▶ [What the task requires]: Write an exact copy of the entries below that leaves out all pictures.

[[ Data in this exercise open ]]

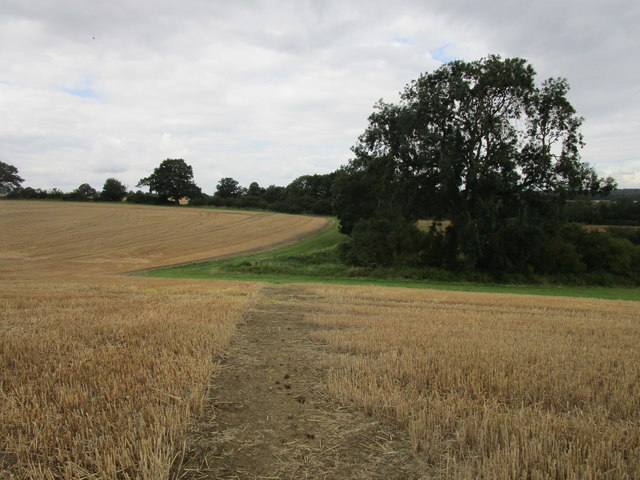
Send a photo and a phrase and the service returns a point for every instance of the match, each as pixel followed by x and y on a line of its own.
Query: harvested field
pixel 493 386
pixel 100 374
pixel 95 239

[[ Data in this exercise closed ]]

▶ [Solution]:
Send a photo and a phrase and the service returns a point for every instance of the match, each as pixel followed by x and y on a line of its own.
Query: harvested field
pixel 493 386
pixel 100 374
pixel 95 239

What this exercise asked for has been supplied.